##### EXTRAIT
En l’espèce le Conseil visent plus particulièrement la construction jurisprudentielle élaborée à partir de cette disposition venant écarter certaines personnes au droit de vote.

Une construction jurisprudentielle mise en cause…

Selon l’article L. 2314-18 du Code du travail : « sont électeurs les salariés des deux sexes, âgés de seize ans révolus, travaillant depuis trois mois au moins dans l’entreprise et n’ayant fait l’objet d’aucune interdiction, déchéance ou incapacité relatives à leurs droits civiques ».

En se fondant sur ces dispositions, les juges de la Cour de cassation décident d’exclure deux catégories de salariés. Selon une interprétation constante – déjà applicable pour les élections du comité d’entreprise – sont exclus de l’électorat (outre le chef d’entreprise lui-même) :

  • ceux qui disposent d’une délégation écrite particulière d’autorité leur permettant d’être assimilés au chef d’entreprise  ;
  • ceux qui représentent effectivement le chef d’entreprise devant les institutions représentatives du personnel.

Encrée dans la jurisprudence depuis de nombreuse année, cette exclusion est pourtant contestée en septembre 2021 par un syndicat.

… par une question prioritaire de constitutionalité …

En l’espèce, lors de la mise en place de CSE d’établissement et d’un CSE central au sein d’une société aux multiples établissements, une organisation syndicale avait engagé plusieurs contentieux aux fins d’obtenir l’annulation des élections qui s’étaient tenues dans le 3e collège (collège cadre) au motif que les directeurs de magasin avaient été inscrits en qualité d’électeurs.

En se fondant sur la jurisprudence citée précédemment, certains Tribunaux judiciaires avaient accueilli cette demande.

Cependant, au cours d’un des contentieux, un autre syndicat sollicite la transmission, à la Cour de cassation, d’une QPC sur les conditions d’exclusion de l’électorat des salariés assimilés à l’employeur tel qu’interprété par la jurisprudence.
##########
##### MATÉRIEL
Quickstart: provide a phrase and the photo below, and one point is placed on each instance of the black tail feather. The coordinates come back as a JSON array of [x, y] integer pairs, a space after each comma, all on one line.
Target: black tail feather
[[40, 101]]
##########
_OBJECTIF:_
Recopiez l'extrait sur l'exclusion de certains salariés de l'électorat, de « En l’espèce, lors » à « accueilli cette demande. ». La liste n'est d'aucune utilité ici.

_RÉPONSE CI-DESSOUS:_
En l’espèce, lors de la mise en place de CSE d’établissement et d’un CSE central au sein d’une société aux multiples établissements, une organisation syndicale avait engagé plusieurs contentieux aux fins d’obtenir l’annulation des élections qui s’étaient tenues dans le 3e collège (collège cadre) au motif que les directeurs de magasin avaient été inscrits en qualité d’électeurs.

En se fondant sur la jurisprudence citée précédemment, certains Tribunaux judiciaires avaient accueilli cette demande.